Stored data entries

····················

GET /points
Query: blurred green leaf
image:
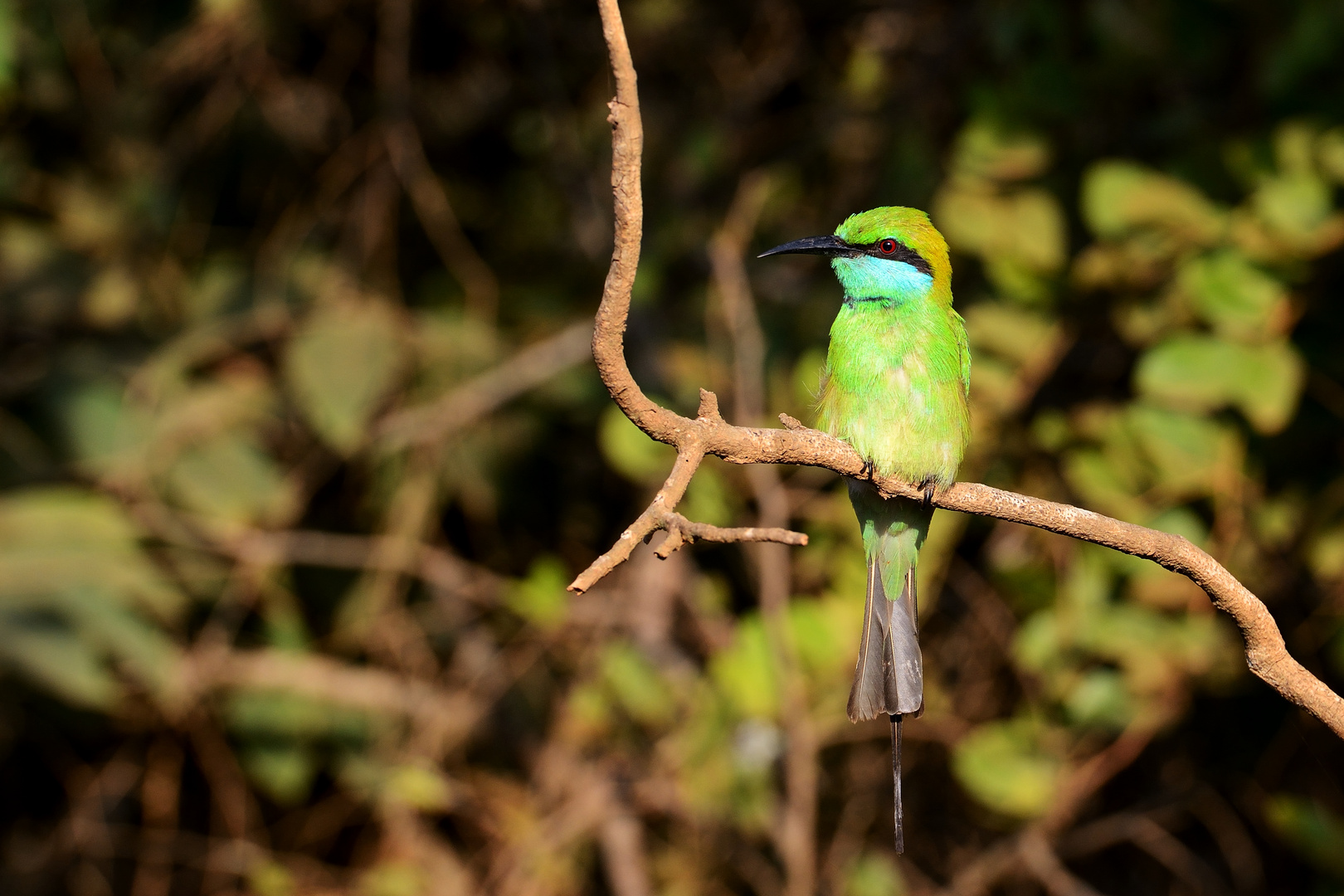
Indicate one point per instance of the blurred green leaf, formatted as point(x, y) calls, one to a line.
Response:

····················

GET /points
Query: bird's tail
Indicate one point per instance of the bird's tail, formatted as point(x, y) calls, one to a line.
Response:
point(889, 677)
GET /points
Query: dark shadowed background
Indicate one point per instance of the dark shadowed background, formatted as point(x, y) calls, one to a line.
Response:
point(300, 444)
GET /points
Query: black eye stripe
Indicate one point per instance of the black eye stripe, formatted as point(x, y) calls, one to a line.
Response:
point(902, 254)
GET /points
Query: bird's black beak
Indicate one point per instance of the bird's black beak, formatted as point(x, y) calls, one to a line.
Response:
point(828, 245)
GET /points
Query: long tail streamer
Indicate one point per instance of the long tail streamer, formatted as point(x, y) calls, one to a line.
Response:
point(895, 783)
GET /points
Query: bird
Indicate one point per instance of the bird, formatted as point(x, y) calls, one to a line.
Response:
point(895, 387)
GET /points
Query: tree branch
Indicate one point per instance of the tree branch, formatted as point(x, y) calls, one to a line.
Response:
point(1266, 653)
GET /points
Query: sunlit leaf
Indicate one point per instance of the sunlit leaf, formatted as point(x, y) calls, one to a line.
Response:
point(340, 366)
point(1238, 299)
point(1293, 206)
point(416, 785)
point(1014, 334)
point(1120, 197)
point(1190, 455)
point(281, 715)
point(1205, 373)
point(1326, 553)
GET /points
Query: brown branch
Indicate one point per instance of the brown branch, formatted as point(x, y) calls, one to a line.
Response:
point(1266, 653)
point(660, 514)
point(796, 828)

····················

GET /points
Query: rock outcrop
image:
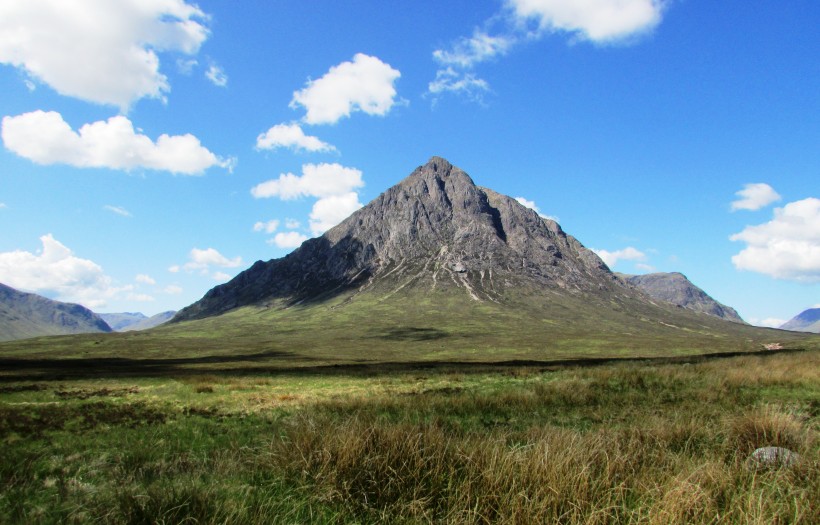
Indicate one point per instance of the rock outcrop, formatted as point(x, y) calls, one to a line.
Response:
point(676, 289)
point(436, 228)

····················

■ **EXERCISE BRIEF**
Please make an exact copy of the lines above from the line with "Query: bird's black beak" through the line with "Indicate one point per instance of the sunlit", both ends included.

■ **SOLUTION TO THE EXERCISE**
Query: bird's black beak
Indicate one point per instance of the bird's black beak, formatted as point(x, y) calls, one to a line.
Response:
point(828, 245)
GET /points
Query: long tail streamer
Indicate one point per instance of the long tail streamer, formatted as point(x, y) calls, one to a line.
Response:
point(895, 783)
GET /points
Query: bird
Indicate one point per instance of the bird, formatted as point(x, y) calls, one to a line.
Response:
point(895, 387)
GET /points
Query: tree branch
Indicate one point per instance of the tree branch, formatted as point(x, y) calls, one to a line.
Response:
point(1266, 653)
GET /points
Query: sunlit leaf
Indicate one point per instance of the sunlit leaf, formatted as point(x, y) calls, one to a line.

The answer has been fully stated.